Can you repeat each of the rows below word for word, changing nothing?

>> begin Dataset rows

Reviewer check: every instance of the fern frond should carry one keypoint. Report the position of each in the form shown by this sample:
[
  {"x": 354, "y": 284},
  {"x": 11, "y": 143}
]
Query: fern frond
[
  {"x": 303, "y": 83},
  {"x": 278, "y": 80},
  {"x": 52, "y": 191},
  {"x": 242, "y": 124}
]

>> end Dataset rows

* Completed exercise *
Reviewer check: every instance of the fern frond should carry one keypoint. Report the position of each in the form shown by this sample:
[
  {"x": 354, "y": 284},
  {"x": 11, "y": 143}
]
Query: fern frond
[
  {"x": 303, "y": 83},
  {"x": 278, "y": 80},
  {"x": 52, "y": 191},
  {"x": 242, "y": 124}
]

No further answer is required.